» **Exercise requirements**: Every line of the data that includes "blue" should be copied out.

*** Recorded data Section Begins ***

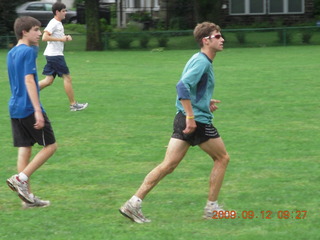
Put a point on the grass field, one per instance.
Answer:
(268, 118)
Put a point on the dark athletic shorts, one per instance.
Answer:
(56, 65)
(25, 135)
(202, 133)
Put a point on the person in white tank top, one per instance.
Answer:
(56, 64)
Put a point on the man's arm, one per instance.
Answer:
(47, 37)
(34, 97)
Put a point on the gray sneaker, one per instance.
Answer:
(78, 106)
(37, 203)
(20, 187)
(134, 213)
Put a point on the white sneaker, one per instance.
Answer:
(78, 106)
(20, 187)
(134, 213)
(37, 203)
(215, 211)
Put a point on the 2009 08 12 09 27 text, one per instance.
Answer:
(264, 214)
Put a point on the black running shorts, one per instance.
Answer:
(25, 135)
(202, 133)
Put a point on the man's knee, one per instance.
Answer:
(168, 168)
(224, 159)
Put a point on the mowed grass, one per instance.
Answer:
(268, 118)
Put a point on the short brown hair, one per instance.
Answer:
(203, 30)
(24, 23)
(58, 6)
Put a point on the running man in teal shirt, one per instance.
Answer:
(192, 126)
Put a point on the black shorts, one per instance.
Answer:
(25, 135)
(202, 133)
(56, 65)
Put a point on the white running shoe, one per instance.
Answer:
(134, 213)
(20, 187)
(78, 106)
(37, 203)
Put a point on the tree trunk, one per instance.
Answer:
(94, 42)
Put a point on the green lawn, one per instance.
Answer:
(268, 118)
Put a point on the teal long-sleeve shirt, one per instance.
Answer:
(197, 84)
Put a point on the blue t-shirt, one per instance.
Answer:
(21, 61)
(197, 85)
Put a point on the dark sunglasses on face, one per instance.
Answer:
(217, 36)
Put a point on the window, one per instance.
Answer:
(241, 7)
(35, 7)
(258, 7)
(286, 6)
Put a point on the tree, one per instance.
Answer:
(208, 10)
(94, 42)
(8, 15)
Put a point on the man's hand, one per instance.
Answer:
(213, 105)
(39, 124)
(190, 126)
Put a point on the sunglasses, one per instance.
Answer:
(217, 36)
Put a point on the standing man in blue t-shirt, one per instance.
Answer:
(192, 125)
(29, 121)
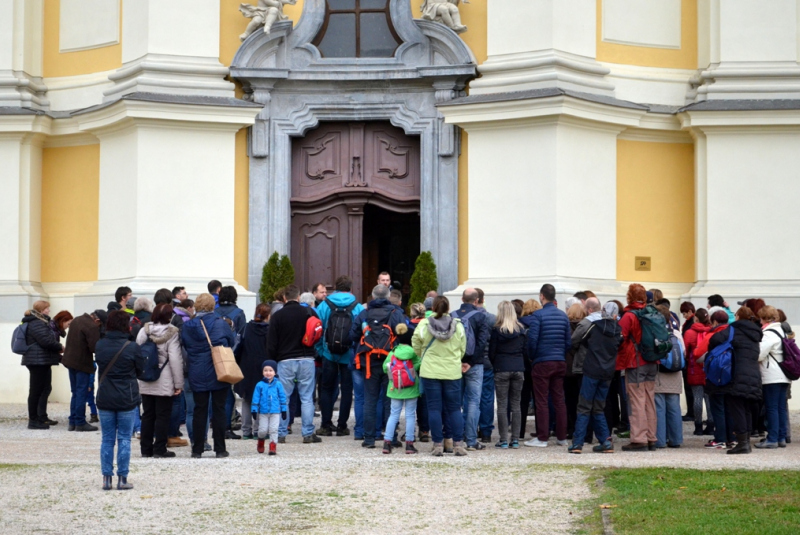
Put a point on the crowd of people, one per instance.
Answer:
(595, 370)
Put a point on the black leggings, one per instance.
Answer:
(38, 392)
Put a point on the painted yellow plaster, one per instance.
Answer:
(56, 64)
(655, 210)
(70, 213)
(683, 58)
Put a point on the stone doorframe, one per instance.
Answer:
(298, 88)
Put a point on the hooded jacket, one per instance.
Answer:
(441, 344)
(167, 339)
(746, 378)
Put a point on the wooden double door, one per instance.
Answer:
(338, 170)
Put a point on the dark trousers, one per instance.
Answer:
(548, 380)
(39, 390)
(375, 389)
(156, 414)
(201, 401)
(332, 374)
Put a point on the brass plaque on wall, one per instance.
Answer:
(643, 263)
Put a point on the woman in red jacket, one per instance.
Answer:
(695, 376)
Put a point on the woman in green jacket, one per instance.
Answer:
(440, 342)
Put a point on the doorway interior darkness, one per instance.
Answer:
(391, 242)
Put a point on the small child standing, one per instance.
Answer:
(402, 365)
(268, 407)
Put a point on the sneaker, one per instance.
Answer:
(536, 443)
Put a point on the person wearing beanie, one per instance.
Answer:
(268, 407)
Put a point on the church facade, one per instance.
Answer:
(586, 143)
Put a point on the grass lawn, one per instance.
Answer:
(676, 501)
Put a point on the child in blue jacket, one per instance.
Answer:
(269, 407)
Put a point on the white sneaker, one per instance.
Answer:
(536, 443)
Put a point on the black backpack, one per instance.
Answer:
(337, 333)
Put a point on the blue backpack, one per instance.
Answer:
(718, 365)
(152, 371)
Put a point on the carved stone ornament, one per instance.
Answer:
(444, 11)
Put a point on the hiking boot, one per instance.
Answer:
(448, 445)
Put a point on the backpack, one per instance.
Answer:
(152, 371)
(718, 365)
(19, 344)
(378, 338)
(791, 357)
(674, 361)
(402, 373)
(337, 335)
(655, 344)
(468, 331)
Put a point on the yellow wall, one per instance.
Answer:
(655, 210)
(683, 58)
(70, 213)
(55, 63)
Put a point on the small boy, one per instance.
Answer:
(268, 406)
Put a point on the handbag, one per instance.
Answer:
(224, 362)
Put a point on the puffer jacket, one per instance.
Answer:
(771, 353)
(119, 389)
(441, 344)
(746, 378)
(695, 376)
(269, 397)
(549, 335)
(167, 339)
(44, 347)
(202, 376)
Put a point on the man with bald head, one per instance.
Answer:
(472, 382)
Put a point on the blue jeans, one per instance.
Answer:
(304, 372)
(777, 415)
(669, 426)
(117, 426)
(444, 396)
(79, 386)
(411, 418)
(486, 420)
(472, 385)
(591, 406)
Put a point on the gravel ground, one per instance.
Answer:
(334, 486)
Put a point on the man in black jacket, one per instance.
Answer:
(295, 360)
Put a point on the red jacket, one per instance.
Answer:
(695, 376)
(628, 356)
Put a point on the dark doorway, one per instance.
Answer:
(391, 243)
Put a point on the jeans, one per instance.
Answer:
(444, 396)
(116, 426)
(486, 420)
(332, 374)
(472, 385)
(217, 401)
(39, 389)
(155, 423)
(548, 380)
(411, 417)
(777, 415)
(79, 385)
(669, 425)
(375, 391)
(509, 389)
(301, 370)
(591, 407)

*** Recorded data Section Ends ***

» **Exercise answer**:
Put a point on the blue t-shirt, one per instance.
Put a point on the standing man in blue t-shirt, one per instance.
Put a point on the child in blue jacket, one per instance.
Put a point on the blue backpack, one per instance.
Put a point on the blue jeans, one per instance.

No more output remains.